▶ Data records
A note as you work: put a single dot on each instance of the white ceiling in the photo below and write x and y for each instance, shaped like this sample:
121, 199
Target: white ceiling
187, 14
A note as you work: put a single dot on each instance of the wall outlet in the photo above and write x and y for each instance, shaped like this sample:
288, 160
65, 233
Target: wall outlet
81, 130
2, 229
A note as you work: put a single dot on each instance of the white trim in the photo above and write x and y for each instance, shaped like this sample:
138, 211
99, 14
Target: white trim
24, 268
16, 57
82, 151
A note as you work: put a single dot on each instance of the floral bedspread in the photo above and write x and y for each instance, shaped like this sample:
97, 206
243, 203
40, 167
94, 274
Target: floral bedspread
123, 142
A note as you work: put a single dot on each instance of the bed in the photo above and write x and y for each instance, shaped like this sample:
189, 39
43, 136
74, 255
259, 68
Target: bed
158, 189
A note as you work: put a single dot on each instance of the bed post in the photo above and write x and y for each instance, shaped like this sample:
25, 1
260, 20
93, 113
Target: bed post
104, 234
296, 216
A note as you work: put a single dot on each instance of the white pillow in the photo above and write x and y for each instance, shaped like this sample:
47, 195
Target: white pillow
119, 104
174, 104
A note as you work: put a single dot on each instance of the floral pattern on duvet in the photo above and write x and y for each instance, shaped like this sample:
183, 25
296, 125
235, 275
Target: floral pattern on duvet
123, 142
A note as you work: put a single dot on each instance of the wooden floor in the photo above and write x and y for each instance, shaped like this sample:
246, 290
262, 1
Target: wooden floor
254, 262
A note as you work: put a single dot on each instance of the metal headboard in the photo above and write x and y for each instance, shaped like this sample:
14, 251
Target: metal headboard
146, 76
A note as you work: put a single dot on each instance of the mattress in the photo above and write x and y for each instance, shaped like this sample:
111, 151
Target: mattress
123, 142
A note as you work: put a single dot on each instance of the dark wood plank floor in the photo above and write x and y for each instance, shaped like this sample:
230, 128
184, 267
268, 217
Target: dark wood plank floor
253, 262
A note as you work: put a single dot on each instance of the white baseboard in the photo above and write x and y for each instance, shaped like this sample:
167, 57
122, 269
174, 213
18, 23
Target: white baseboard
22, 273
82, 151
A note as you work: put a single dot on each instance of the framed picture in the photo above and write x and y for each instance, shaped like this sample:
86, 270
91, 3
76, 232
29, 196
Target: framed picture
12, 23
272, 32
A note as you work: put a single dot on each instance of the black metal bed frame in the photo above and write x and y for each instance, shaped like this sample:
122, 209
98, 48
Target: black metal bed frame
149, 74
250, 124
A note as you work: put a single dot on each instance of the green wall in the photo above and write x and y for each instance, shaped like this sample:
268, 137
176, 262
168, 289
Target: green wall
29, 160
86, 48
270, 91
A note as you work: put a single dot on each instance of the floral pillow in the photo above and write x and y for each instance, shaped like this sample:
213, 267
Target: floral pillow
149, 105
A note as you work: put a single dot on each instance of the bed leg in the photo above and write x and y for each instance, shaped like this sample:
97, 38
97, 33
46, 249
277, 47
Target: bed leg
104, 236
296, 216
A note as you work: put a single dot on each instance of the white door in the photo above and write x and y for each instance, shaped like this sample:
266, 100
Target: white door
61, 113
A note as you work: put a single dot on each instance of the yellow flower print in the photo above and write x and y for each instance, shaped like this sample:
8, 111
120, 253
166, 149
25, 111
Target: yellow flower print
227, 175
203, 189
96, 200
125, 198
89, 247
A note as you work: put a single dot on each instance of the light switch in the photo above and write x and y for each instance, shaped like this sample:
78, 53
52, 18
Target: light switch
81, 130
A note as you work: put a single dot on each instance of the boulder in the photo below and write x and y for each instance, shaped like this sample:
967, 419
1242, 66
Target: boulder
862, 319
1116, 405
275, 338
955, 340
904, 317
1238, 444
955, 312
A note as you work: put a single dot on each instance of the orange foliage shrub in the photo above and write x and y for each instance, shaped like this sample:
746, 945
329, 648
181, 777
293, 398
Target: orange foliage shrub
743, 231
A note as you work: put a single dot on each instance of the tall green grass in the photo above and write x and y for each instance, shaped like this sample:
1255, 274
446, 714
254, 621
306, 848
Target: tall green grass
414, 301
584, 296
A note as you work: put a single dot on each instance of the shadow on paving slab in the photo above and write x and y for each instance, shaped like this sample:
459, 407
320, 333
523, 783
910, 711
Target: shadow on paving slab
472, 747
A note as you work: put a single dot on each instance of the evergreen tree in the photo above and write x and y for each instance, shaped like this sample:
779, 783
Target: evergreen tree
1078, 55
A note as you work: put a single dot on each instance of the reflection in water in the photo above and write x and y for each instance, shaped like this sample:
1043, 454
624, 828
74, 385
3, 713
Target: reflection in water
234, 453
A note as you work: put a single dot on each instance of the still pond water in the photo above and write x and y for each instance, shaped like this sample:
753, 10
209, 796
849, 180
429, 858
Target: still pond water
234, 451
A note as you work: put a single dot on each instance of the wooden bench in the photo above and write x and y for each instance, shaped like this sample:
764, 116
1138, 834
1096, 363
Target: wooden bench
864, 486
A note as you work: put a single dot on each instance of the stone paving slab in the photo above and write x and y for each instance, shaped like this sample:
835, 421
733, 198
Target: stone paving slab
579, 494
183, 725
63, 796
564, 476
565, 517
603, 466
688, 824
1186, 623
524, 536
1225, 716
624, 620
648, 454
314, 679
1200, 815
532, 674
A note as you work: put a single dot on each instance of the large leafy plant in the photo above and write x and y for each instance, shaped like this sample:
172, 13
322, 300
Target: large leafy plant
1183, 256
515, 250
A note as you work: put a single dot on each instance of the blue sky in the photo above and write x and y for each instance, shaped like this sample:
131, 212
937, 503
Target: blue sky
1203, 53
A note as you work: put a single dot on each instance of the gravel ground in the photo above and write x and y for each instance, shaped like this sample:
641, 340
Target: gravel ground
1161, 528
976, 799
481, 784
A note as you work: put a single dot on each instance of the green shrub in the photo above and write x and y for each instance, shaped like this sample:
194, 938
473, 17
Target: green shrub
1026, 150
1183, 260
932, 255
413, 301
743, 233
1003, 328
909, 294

▶ Short exercise
Copy all of the data lines above verbatim, keeping every character unchanged.

▶ Solved problem
A note as you work: put a single dot on each instance of the white ceiling in the photo below and write x and y for each instance, shaped like this sample:
121, 199
Target: white ceiling
187, 14
A note as you work: put a single dot on each instance of the wall outlet in the photo above and write x and y for each instance, shaped like this sample:
288, 160
65, 233
Target: wall outlet
81, 130
2, 229
A note as you work: put a single dot on each instance of the white trim in the photo above and write x and y for each instance, shaped like this sample:
138, 211
99, 14
Target: white trim
24, 268
16, 57
82, 151
A note as you work: put a single dot on each instance of the floral bedspread in the photo above and write x and y for each instance, shaped like this sample:
97, 206
243, 203
40, 167
94, 274
Target: floral bedspread
123, 142
A note as you work: put a single dot on each instance of the bed in the photo above and write x and y for each instance, shaped like this sample:
189, 39
43, 136
74, 255
259, 68
Target: bed
158, 189
A note as you work: put a single dot on each instance of the bed post in the photo above and write x and y for each instance, shaped like this sample:
25, 1
260, 20
93, 113
Target: bed post
104, 234
296, 216
A note as you work: put a single dot on each instance of the white pillow in the photo above and write x and y for each instance, shaped like this sample:
47, 195
Target: white pillow
119, 104
174, 104
A note as you work: put a single dot on each instance of the floral pattern on duvet in the photo above and write x and y for each instance, shaped like this sample:
183, 25
296, 125
235, 275
Target: floral pattern on duvet
123, 142
A note as you work: put a single dot on each instance of the wooden floor in the photo above and write x and y for each instance, shaped like this sample:
246, 290
262, 1
Target: wooden floor
254, 262
A note as you work: put a single dot on each instance of the metal headboard in the photo above and write x and y for each instance, shaped like this sample:
14, 251
Target: metal headboard
146, 76
A note as you work: put a single dot on each instance of the mattress in the photo above and write x and y for each instance, shaped like this sample:
111, 151
Target: mattress
123, 142
A note as you work: put a single dot on each instance of the dark wood plank floor in the photo above and write x and y for each instance, shaped like this sample:
230, 128
184, 267
268, 217
Target: dark wood plank floor
253, 262
A note as you work: put a single dot on each instance of the white baseboard in the photo above and write x and y for each instance, shaped like this sample:
167, 57
122, 269
174, 213
18, 23
Target: white baseboard
22, 273
82, 151
A note as you work: put a single dot on each instance of the framed picture in the photo above and write x and y for each instance, shaped like this sample:
86, 270
91, 3
76, 232
29, 196
Target: framed picture
12, 23
272, 32
A note as you work: put a single dot on each instance of the black metal bed frame in the photo above and write x and y for each instance, shaped like this sample:
122, 209
98, 48
Target: black metal bed frame
149, 74
250, 124
A note as you work: put a single dot on each instance of the green wall in the photo above and write x and y for each instance, shaped like this sample:
268, 137
176, 262
168, 289
Target: green wall
29, 160
86, 48
270, 91
A note as you work: put a single dot on each instance of the floral pillow in the photo above and write x and y for each instance, shaped like this sample:
213, 267
Target: floral pillow
149, 105
A note as you work: put a single dot on each instance of the bed leg in the photo above and write x and y for each instance, shaped like this sample:
97, 38
97, 33
46, 249
277, 47
Target: bed leg
104, 236
296, 216
A note as you work: put a single dot on each instance of the white door in the photo above and write x and y for each instance, shaped like this sample:
266, 100
Target: white door
61, 113
A note as you work: put a single dot on each instance of the yellow flower print in the photo above and write x and y for each instance, shaped like this sample:
8, 111
120, 253
166, 149
25, 111
Target: yellow flower print
227, 175
203, 189
96, 200
125, 198
89, 247
A note as you work: put a single dot on each instance of the light switch in the photo above and write x and y for each instance, shaped like this sample:
78, 53
52, 18
Target: light switch
81, 130
A note as you work: put a single dot on each instance of the boulder in the photo below and write x and y for each instance, shaped like this sample:
967, 419
1242, 66
Target: boulder
862, 319
1116, 405
275, 338
955, 340
904, 317
1238, 444
955, 312
A note as you work: put a single dot on each instance of the orange foliage shrub in the photo above and write x and y for each instance, shaped like this sample:
746, 945
329, 648
181, 777
293, 398
Target: orange foliage shrub
743, 231
A note as you work: put a single dot on each instance of the tall green grass in the photo above and write x and y for each instance, shaped like this sample:
1255, 274
446, 714
254, 621
306, 848
Target: tall green grass
414, 301
584, 296
A note as you work: put a single dot on each instance of the shadow on paving slab in the photo above and write x and y for each instance, shaped like this sample:
459, 407
320, 333
523, 783
910, 711
Target: shadow on paving slab
472, 747
A note as you work: put a single dot on each instance of the evergreen tree in the photo above and write x and y for each instance, shaped like this sample:
779, 783
Target: evergreen tree
1078, 55
A note as you work: put a single dot on each instance of the reflection in water in the photo above and write x and y for each instance, shaped like this sample:
1043, 454
624, 828
74, 385
3, 713
Target: reflection in water
234, 453
A note as you work: put a single dot on each instance of the still pond water in the photo above and write x and y for each instance, shaped like this sample:
753, 10
209, 796
849, 180
429, 858
Target: still pond water
234, 451
A note as you work: put a single dot on each instance of the wooden bench in the photo above and write x and y for each instance, shaped like this sample:
764, 116
1138, 834
1096, 363
Target: wooden bench
864, 486
A note as you work: put a single dot on each instance of the stone paving slab in the photo above and write x and y for each instance, shaped like this sample:
835, 421
733, 198
Target: stone paving slab
579, 494
183, 725
63, 796
564, 476
565, 517
603, 466
688, 824
1186, 623
524, 536
1225, 716
624, 620
648, 454
314, 679
1200, 815
532, 674
A note as you work: put a single dot on each instance of the large leafy plant in the photo above and write x and y for each instance, shaped like this sample:
172, 13
322, 300
Target: large leafy plant
1183, 256
515, 250
A note as you work: put a single dot on each instance of the blue sky in the photo above and write x and y for each instance, shaped like this sample:
131, 212
937, 503
Target: blue sky
1203, 53
A note as you work: put a single dot on each instance of the gravel ground in the photo above and write x and y for each instance, shaped like this sample:
641, 340
Target: gravel ground
1161, 528
976, 799
481, 784
A note as you work: put a single dot on each instance of the green shrub in the photo above and write x and y for each instance, shaped like this sample:
194, 938
473, 17
Target: green shrub
1026, 150
1183, 260
932, 255
413, 301
743, 233
1003, 328
909, 294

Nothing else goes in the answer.